(Voci di dati archiviate)
· · ·
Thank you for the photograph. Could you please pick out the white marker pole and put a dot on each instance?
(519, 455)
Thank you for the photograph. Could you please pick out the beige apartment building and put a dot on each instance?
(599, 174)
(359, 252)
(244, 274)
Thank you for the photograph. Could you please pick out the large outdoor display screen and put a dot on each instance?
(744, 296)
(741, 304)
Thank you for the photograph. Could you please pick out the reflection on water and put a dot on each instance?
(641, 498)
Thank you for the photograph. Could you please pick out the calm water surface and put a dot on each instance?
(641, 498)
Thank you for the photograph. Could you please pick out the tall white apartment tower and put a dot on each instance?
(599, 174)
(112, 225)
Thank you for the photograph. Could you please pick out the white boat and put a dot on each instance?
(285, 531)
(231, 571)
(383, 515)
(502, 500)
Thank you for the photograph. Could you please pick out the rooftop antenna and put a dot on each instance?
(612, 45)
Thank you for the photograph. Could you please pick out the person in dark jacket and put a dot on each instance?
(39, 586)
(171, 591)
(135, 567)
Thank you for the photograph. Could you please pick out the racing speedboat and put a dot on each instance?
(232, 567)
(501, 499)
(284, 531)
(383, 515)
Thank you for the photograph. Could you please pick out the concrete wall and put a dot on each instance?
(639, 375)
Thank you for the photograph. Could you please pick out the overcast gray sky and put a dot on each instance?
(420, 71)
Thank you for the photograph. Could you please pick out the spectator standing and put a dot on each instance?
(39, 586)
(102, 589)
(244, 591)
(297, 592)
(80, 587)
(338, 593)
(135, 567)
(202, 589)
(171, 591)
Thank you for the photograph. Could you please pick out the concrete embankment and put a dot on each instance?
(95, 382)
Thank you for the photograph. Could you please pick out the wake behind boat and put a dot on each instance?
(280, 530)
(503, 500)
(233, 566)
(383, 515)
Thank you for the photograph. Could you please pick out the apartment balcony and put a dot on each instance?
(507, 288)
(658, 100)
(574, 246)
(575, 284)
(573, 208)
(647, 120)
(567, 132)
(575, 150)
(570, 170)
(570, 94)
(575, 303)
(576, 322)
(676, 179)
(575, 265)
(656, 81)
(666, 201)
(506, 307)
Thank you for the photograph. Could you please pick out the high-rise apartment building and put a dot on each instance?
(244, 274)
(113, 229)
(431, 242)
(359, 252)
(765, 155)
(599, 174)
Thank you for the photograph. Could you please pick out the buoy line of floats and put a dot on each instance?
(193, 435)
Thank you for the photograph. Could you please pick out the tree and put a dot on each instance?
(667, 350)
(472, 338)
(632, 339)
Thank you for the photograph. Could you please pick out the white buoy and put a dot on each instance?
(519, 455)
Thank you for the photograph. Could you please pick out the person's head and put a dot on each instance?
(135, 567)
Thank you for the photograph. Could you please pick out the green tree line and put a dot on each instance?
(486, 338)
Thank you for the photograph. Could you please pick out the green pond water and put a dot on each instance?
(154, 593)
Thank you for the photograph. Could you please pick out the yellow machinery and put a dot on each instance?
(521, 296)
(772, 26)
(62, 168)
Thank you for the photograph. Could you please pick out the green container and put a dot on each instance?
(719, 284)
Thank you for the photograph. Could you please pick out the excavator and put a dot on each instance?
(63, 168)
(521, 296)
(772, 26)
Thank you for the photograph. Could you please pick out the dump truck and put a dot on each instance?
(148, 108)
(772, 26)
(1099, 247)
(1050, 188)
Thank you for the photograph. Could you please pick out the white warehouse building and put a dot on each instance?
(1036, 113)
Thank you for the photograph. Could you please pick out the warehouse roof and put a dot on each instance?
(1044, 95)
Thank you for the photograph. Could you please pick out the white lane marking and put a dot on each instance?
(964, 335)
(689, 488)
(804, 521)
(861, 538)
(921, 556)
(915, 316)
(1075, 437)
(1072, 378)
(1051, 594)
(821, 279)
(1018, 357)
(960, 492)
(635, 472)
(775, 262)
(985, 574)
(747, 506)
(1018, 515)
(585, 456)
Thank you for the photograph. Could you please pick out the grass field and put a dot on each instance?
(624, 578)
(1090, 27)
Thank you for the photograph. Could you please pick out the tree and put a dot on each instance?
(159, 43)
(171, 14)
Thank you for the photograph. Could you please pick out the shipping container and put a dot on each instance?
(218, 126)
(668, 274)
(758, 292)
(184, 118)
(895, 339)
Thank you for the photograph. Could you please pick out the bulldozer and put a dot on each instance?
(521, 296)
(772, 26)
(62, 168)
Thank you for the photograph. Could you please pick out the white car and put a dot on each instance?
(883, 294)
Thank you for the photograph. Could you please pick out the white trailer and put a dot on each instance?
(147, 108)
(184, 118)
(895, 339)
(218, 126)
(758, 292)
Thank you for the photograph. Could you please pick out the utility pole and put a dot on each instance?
· · ·
- _IL PROBLEMA_: Puoi riscrivere l'elenco a partire dalla riga che contiene "out the shipping" fino alla sua ultima riga compresa, mettendo "excavator" al posto di "bulldozer" e lasciando invariato tutto il resto?

- _ESERCIZIO SVOLTO_:
Thank you for the photograph. Could you please pick out the shipping container and put a dot on each instance?
(218, 126)
(668, 274)
(758, 292)
(184, 118)
(895, 339)
Thank you for the photograph. Could you please pick out the excavator and put a dot on each instance?
(521, 296)
(772, 26)
(62, 168)
Thank you for the photograph. Could you please pick out the white car and put a dot on each instance?
(883, 294)
Thank you for the photograph. Could you please pick out the white trailer and put a dot on each instance?
(147, 108)
(184, 118)
(895, 339)
(218, 126)
(758, 292)
Thank you for the photograph. Could you please pick out the utility pole and put a dot on each instance?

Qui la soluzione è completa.